■ **What you need to do**
Turn the records below into a numbered list, leaving out any blank lines.

■ **Records from a dataset**
════════

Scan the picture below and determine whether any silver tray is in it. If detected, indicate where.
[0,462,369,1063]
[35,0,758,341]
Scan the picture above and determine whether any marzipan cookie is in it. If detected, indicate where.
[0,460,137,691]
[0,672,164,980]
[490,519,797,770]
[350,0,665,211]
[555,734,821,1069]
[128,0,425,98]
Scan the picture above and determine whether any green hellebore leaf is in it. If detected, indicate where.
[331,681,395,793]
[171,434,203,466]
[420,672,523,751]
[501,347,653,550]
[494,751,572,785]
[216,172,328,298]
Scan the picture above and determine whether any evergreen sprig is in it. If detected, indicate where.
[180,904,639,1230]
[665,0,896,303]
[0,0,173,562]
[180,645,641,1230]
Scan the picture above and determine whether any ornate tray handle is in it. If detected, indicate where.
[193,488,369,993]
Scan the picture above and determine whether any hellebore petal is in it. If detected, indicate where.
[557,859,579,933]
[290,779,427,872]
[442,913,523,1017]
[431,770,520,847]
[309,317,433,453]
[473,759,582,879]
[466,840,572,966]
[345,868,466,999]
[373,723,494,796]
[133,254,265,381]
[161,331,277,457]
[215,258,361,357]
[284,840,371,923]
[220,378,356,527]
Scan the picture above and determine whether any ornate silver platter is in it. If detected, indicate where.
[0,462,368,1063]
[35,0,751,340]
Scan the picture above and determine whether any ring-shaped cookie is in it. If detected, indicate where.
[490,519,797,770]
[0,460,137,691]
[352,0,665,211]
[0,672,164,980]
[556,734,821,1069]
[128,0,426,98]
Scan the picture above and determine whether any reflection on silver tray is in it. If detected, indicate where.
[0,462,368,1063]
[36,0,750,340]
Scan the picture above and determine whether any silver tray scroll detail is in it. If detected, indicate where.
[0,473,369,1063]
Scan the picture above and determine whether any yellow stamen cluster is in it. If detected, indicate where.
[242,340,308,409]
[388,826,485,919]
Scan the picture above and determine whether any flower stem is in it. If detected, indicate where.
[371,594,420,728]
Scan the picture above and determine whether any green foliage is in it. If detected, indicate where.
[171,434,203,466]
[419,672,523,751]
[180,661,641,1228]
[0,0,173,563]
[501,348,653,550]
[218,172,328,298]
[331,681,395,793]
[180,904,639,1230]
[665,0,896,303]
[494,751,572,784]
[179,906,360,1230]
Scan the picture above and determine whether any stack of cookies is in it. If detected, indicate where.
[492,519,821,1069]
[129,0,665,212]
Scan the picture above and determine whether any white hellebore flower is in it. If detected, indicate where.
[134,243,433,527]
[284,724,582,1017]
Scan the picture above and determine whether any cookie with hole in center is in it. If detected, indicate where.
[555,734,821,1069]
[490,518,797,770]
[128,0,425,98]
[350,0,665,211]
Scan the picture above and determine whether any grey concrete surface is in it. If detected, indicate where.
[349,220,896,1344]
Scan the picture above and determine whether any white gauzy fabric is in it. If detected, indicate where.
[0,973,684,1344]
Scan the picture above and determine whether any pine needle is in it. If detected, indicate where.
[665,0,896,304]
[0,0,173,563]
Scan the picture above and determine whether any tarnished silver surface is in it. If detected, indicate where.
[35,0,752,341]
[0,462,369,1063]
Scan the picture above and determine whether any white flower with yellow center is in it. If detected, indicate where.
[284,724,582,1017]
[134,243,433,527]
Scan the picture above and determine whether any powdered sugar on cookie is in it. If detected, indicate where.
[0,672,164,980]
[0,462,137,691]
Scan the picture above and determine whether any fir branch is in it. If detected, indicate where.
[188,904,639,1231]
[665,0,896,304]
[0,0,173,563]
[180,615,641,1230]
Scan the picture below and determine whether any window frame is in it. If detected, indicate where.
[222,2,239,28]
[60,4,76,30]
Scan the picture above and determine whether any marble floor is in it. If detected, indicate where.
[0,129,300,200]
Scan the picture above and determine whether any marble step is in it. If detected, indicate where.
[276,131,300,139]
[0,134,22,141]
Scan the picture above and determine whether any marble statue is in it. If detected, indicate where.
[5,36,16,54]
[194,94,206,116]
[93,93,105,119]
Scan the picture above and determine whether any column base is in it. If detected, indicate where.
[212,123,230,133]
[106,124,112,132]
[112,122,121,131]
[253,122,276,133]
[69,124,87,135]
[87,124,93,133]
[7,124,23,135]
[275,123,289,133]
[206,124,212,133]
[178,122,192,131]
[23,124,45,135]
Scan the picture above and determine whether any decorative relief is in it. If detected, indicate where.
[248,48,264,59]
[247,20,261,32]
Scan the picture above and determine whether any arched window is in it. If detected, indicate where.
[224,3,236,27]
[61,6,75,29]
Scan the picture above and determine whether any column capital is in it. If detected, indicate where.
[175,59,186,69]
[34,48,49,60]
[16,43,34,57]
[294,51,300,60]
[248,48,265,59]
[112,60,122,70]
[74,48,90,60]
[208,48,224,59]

════════

■ **Solution for this exercise**
1. Scan the picture below and determine whether any silver tray is in it. If detected, indicate where.
2. [0,462,369,1063]
3. [35,0,758,341]
4. Scan the picture above and determine whether any marzipan cookie is in it. If detected, indicate where.
5. [0,460,137,691]
6. [0,672,164,980]
7. [490,519,797,770]
8. [350,0,665,211]
9. [555,734,821,1069]
10. [128,0,425,98]
11. Scan the picture above and determine whether any green hellebore leaf is in it. If detected, indicate where.
12. [331,681,395,793]
13. [171,434,203,466]
14. [420,672,523,751]
15. [501,347,653,550]
16. [494,751,572,785]
17. [216,172,328,298]
18. Scan the picture above and determine whether any evergreen sprig is in it. If detected, indicate where.
19. [180,904,639,1230]
20. [665,0,896,303]
21. [0,0,173,562]
22. [180,645,641,1230]
23. Scan the picture above and determine whether any ornate tray handle is in it. If detected, indicate where.
24. [193,488,369,993]
25. Scan the picture above and determine whether any hellebore petal is in it. If detected, indicate where.
26. [557,859,579,933]
27. [290,779,427,872]
28. [442,913,523,1017]
29. [431,770,520,847]
30. [309,317,433,453]
31. [473,759,582,879]
32. [466,840,572,966]
33. [345,868,466,999]
34. [373,723,494,796]
35. [133,254,265,381]
36. [161,331,277,457]
37. [215,258,361,357]
38. [284,840,371,923]
39. [220,378,356,527]
40. Scan the picture above and determine whether any ornate silver platter is in it. If detected, indicate where.
41. [0,462,368,1063]
42. [35,0,751,340]
43. Scan the picture above and determine whether any ring-shaped cookie is in it. If detected, indicate where.
44. [490,519,797,770]
45. [0,460,137,691]
46. [352,0,665,211]
47. [0,672,164,980]
48. [556,734,821,1069]
49. [128,0,426,98]
50. Scan the picture above and determine whether any reflection on silver tray is in it. If detected, indicate where.
51. [0,462,368,1063]
52. [36,0,750,340]
53. Scan the picture above and determine whether any silver tray scroll detail is in it. If detected, indicate where.
54. [0,473,369,1063]
55. Scan the picture above and determine whether any yellow stamen cluster is in it. If detected, indicate where.
56. [242,340,308,409]
57. [388,826,485,919]
58. Scan the picture above and determine whether any flower stem is in it. If detected, indicate where.
59. [371,594,420,728]
60. Scan the picture above and determine whether any green foliage is in it. If detected, indicate where.
61. [171,434,203,466]
62. [419,672,523,751]
63. [180,661,641,1228]
64. [0,0,173,563]
65. [501,348,653,550]
66. [218,172,328,298]
67. [331,681,395,793]
68. [180,904,639,1230]
69. [665,0,896,303]
70. [494,751,572,784]
71. [179,906,360,1230]
72. Scan the picture above and determine whether any stack of cookies is in it. If detected, indicate where.
73. [492,519,821,1069]
74. [129,0,665,212]
75. Scan the picture above and determine whether any white hellebore flower is in it. If detected, indicate where.
76. [134,243,433,527]
77. [284,724,582,1017]
78. Scan the picture above and determine whether any cookie with hole in center is in it. If detected, indicate where.
79. [555,734,821,1069]
80. [490,518,797,770]
81. [128,0,425,98]
82. [350,0,665,211]
83. Scan the picture above and determine whether any grey concrete surface is in it. If detected, indicate where.
84. [349,220,896,1344]
85. Scan the picture above and determine whether any white gauzy fabric is in it. If detected, indicate where.
86. [0,973,684,1344]
87. Scan the picture above and determine whether any pine needle is in it. If detected, indicate where.
88. [665,0,896,304]
89. [0,0,173,563]
90. Scan the picture above and determine whether any tarnished silver surface is in it. If detected, indicate where.
91. [35,0,752,341]
92. [0,462,369,1063]
93. Scan the picture above and determine whether any white flower with yellow center is in it. If detected, indicate where.
94. [284,724,582,1017]
95. [134,243,433,527]
96. Scan the picture above and determine whether any powdered sugar on cookie is in it. If detected, indicate where.
97. [0,672,164,980]
98. [0,462,137,691]
99. Scan the picture above and determine whether any fir branch is in it. If detected, indicate where.
100. [188,904,639,1231]
101. [665,0,896,304]
102. [0,0,173,563]
103. [180,615,641,1230]
104. Scan the picture below and determine whether any window frame is in it. If detected, indicate where.
105. [222,2,239,28]
106. [60,4,76,30]
107. Scan the picture above and determine whether any marble floor is in it. If detected, indicate where.
108. [0,129,300,200]
109. Scan the picture above and determine whether any marble step is in it. If detected, indicate where.
110. [276,131,300,139]
111. [0,134,22,141]
112. Scan the picture above and determine whether any marble statue is in it. If detected, indicate where.
113. [5,36,16,54]
114. [194,94,206,116]
115. [93,93,105,119]
116. Scan the picture above and determine whether any column base is in it. If detected, indicate where.
117. [212,123,230,133]
118. [106,124,112,132]
119. [112,122,121,131]
120. [253,122,276,133]
121. [69,124,87,135]
122. [87,124,93,133]
123. [7,124,23,135]
124. [275,123,289,133]
125. [206,124,212,133]
126. [178,122,192,131]
127. [23,124,45,135]
128. Scan the picture above and determine whether any decorative relief is in it. If detected, indicate where.
129. [248,48,264,59]
130. [247,20,261,32]
131. Scan the picture above and determine whether any arched window is in it. If detected, indicate where.
132. [224,3,236,27]
133. [61,6,75,29]
134. Scan the picture above and determine whether any column capital is in it. If detected, indicate where.
135. [175,59,186,69]
136. [34,48,49,60]
137. [16,43,34,57]
138. [294,51,300,60]
139. [248,48,265,59]
140. [112,60,122,70]
141. [74,48,90,60]
142. [208,48,224,59]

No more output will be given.